**OBJECTIVE**
Reproduce the items below with "gray" swapped for "navy" and everything else left unchanged. Omit the pictures from your answer.

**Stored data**
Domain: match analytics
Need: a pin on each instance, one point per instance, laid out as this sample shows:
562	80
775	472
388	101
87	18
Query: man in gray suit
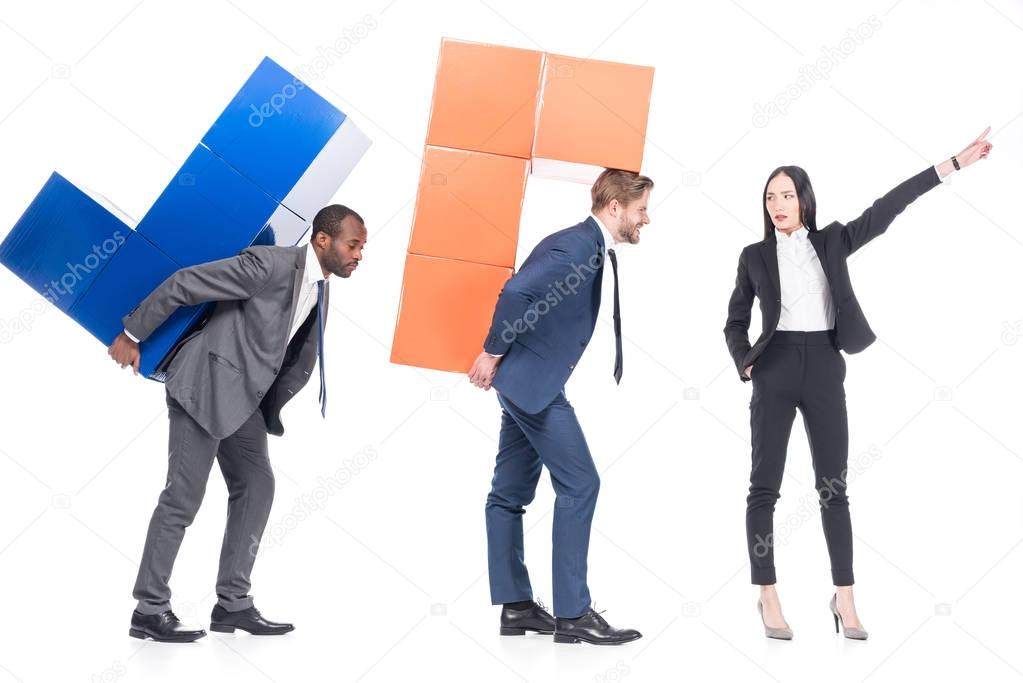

**OUTPUT OF THE EXERCISE**
Domain: match analytics
Need: a pin on each instance, one point per instance, laid out as this sample shows:
562	80
775	472
388	101
87	18
Query: man in navy suit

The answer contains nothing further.